___ Materials provided

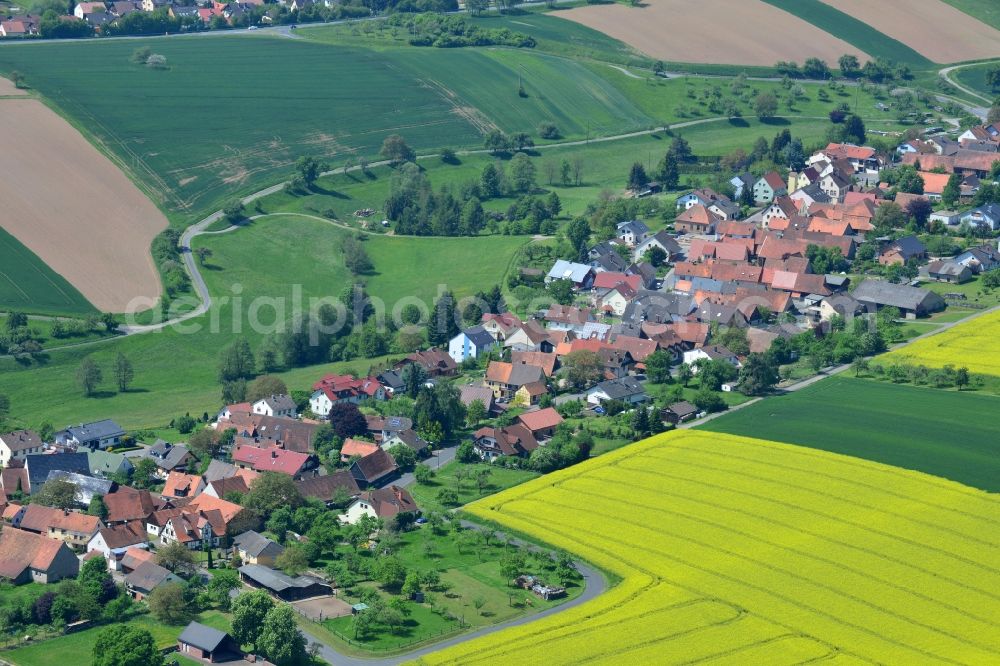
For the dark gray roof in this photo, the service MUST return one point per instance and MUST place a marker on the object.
(85, 484)
(657, 307)
(148, 576)
(39, 466)
(202, 637)
(257, 544)
(479, 337)
(279, 403)
(276, 580)
(620, 388)
(635, 226)
(880, 292)
(97, 430)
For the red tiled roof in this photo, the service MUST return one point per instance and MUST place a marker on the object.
(271, 459)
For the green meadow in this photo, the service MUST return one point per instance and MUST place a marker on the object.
(945, 433)
(27, 283)
(175, 370)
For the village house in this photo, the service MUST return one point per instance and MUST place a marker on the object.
(207, 644)
(276, 405)
(26, 557)
(97, 435)
(274, 459)
(710, 353)
(542, 423)
(471, 343)
(76, 529)
(901, 251)
(114, 540)
(506, 378)
(768, 187)
(581, 275)
(255, 548)
(331, 489)
(696, 220)
(18, 444)
(180, 484)
(282, 586)
(382, 503)
(626, 389)
(373, 469)
(632, 232)
(912, 302)
(515, 440)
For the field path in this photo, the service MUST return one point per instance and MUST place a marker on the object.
(593, 582)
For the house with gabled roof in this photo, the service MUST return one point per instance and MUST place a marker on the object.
(374, 469)
(696, 220)
(768, 187)
(17, 444)
(382, 503)
(471, 343)
(26, 557)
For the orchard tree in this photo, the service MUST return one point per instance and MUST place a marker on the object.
(89, 376)
(347, 420)
(395, 149)
(126, 645)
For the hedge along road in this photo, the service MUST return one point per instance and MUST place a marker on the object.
(592, 580)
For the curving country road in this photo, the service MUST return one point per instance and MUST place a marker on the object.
(594, 585)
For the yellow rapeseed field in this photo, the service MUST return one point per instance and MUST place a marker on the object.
(974, 344)
(741, 551)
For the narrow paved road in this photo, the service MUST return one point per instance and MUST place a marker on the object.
(592, 580)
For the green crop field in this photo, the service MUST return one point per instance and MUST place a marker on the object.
(26, 283)
(986, 11)
(974, 77)
(944, 433)
(852, 31)
(175, 371)
(232, 114)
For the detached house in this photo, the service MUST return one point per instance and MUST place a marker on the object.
(18, 444)
(505, 379)
(27, 558)
(514, 440)
(470, 343)
(383, 503)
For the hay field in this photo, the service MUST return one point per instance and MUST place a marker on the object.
(739, 551)
(713, 31)
(974, 344)
(74, 209)
(934, 29)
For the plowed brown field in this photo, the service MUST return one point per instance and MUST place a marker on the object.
(932, 28)
(70, 205)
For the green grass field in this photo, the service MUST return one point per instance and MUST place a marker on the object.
(28, 284)
(77, 648)
(944, 433)
(175, 372)
(986, 11)
(974, 77)
(852, 31)
(200, 132)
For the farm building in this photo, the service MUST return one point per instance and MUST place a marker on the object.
(281, 585)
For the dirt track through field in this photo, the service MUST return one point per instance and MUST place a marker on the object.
(8, 88)
(747, 32)
(70, 205)
(932, 28)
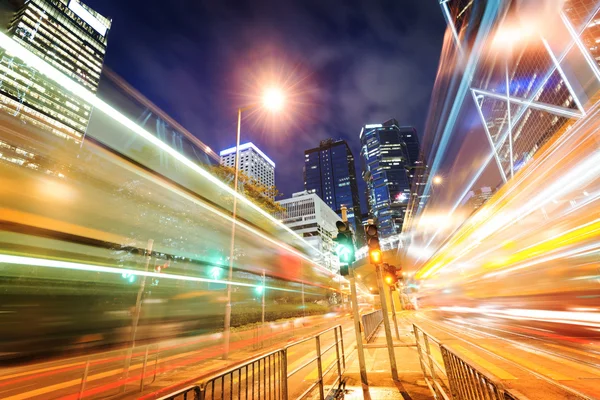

______

▶ **Task brief**:
The answer must be an exact reproduction of the records, with every picture left out.

▶ **Final answer**:
For the dark gray roof in this photo, the service MUST return one point per instance and MUST place a marker on the object.
(85, 484)
(657, 307)
(148, 576)
(39, 466)
(202, 637)
(257, 544)
(479, 337)
(279, 403)
(276, 580)
(620, 388)
(635, 226)
(880, 292)
(97, 430)
For the red tiled roof in this photo, the service MUST return one point per instance and MUST place a marker on the object.
(271, 459)
For the green meadow in this photo, the service MUST return one point per instance and MUST place a marker on the object.
(945, 433)
(27, 283)
(175, 370)
For the village house in this photo, the service MUST return one point per instance and MUST place a marker on the object.
(207, 644)
(276, 405)
(26, 557)
(97, 435)
(274, 459)
(710, 353)
(542, 423)
(471, 343)
(76, 529)
(901, 251)
(114, 540)
(506, 378)
(768, 187)
(581, 275)
(255, 548)
(331, 489)
(696, 220)
(18, 444)
(180, 484)
(282, 586)
(382, 503)
(626, 389)
(373, 469)
(632, 232)
(912, 302)
(515, 440)
For the field path in this photo, the service MUST return one point per instance and MUST place a marker on the object.
(593, 582)
For the house with gabled roof in this photo, the service MUST return one point per instance and MUST place a marker on the object.
(374, 469)
(696, 220)
(768, 187)
(17, 444)
(382, 503)
(471, 343)
(26, 557)
For the orchard tree in this photo, the service MUST return one point per instance and MUST place a marker on the object.
(89, 376)
(347, 420)
(395, 149)
(126, 645)
For the hedge along road in this photo, the service MUST return one point per instance and MUST place a marker on the object.
(592, 580)
For the curving country road in this photo, the service MUST return one point per instance and MUST place a marker on the object.
(594, 585)
For the yellow rapeseed field in this photo, the service MUST return one point per instance and MUST place a marker on the object.
(974, 344)
(741, 551)
For the narrow paved road in this photo, the service MUST return one point per instance and MUST place a marker on the object.
(592, 580)
For the green crop field in this photo, the service MUST return one point per instance and MUST place a marker on the object.
(26, 283)
(986, 11)
(974, 77)
(944, 433)
(852, 31)
(175, 371)
(232, 114)
For the detached house in this photo, the service MUST return one point per instance and MUST place a marker on the object.
(18, 444)
(505, 379)
(27, 558)
(514, 440)
(470, 343)
(383, 503)
For the hay field in this photo, the service MUST return one point per instance and MUST place a marker on the object.
(739, 551)
(713, 31)
(974, 344)
(74, 209)
(934, 29)
For the plowed brown field in this photo, the service MUST return one point per instance and MUST place a marker on the object.
(932, 28)
(70, 205)
For the green grass field in this photo, the service MUST return one point per instance and MUST place a marker on the object.
(28, 284)
(77, 648)
(944, 433)
(175, 372)
(986, 11)
(974, 77)
(852, 31)
(200, 132)
For the farm building in this photo, the service MUST return one point per instance and MUST place a marker on the object.
(281, 585)
For the dirt track through field in this photo, the service MUST return one point per instance and MUST place a marker on the object.
(8, 88)
(747, 32)
(70, 205)
(932, 28)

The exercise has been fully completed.